Brief
Output all lines exactly, with nothing added or dropped.

Provided data
++++++++
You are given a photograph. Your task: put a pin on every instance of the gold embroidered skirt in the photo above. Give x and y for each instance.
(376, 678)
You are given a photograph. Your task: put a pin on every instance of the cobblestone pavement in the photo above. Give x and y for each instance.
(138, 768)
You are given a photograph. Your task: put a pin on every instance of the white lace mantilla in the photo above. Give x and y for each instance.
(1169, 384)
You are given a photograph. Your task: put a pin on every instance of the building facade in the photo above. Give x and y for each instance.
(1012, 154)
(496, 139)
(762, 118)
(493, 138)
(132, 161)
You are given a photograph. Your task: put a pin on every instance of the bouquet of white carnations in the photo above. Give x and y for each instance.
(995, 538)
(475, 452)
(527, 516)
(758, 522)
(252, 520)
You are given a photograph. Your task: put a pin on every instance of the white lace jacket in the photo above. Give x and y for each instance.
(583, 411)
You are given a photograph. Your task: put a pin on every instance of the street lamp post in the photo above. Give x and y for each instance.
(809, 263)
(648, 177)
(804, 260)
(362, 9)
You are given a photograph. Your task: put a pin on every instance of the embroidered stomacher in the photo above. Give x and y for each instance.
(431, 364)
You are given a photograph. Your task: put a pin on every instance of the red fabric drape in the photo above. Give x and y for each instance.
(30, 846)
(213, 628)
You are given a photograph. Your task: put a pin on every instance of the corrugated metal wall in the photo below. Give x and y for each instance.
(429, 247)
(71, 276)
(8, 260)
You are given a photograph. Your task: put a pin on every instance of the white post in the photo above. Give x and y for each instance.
++++++++
Result for this exercise
You are given a photograph. Your task: put a pin on every instance of the gold embroidered skirt in the photo above. Give x and y for each instance.
(376, 678)
You are given a photograph. Your task: put a pin on every instance of the cobblestone pavement in the photo above. Give x and y for each instance.
(138, 768)
You are given a photograph. Your task: put a pin on every instance of the white lace mantilla in the photo above. Give x and y for each instance.
(1169, 384)
You are given a photograph. Your task: put a pin on every instance of the building facade in the photo above. Give x and y for each instance.
(1012, 154)
(496, 139)
(762, 118)
(493, 138)
(132, 161)
You are given a photograph. Your task: put a pin on every instance of the bouquet of white carnations in the photo above. Give x and y for each instance.
(995, 538)
(475, 452)
(527, 516)
(758, 522)
(252, 520)
You are given a photograph. Your task: put a pin on every instance of the white lace jacket in the photo above. Give x and y for each instance.
(583, 411)
You are given a photograph. Your task: put a pin on every instance of the street lamp post in the photo above. Give x and y for each instance.
(809, 263)
(648, 177)
(804, 260)
(362, 9)
You are given a photograph. Your task: put a pin on every instance of the embroidered stomacher in the photo above. Give x and y for each instance.
(431, 364)
You are given a photograph. Your task: put a pin on every instance of the red fabric drape in the photo above. Give x and y for each instance.
(30, 846)
(213, 628)
You are given a photograph. Your task: put a pin on every instance of the corrugated metal wall in the photo below. Give x and y for each instance.
(429, 247)
(71, 276)
(8, 260)
You are given a photograph. Your task: put a pin on every instance of the white post in the photo above. Give x and y for each instance.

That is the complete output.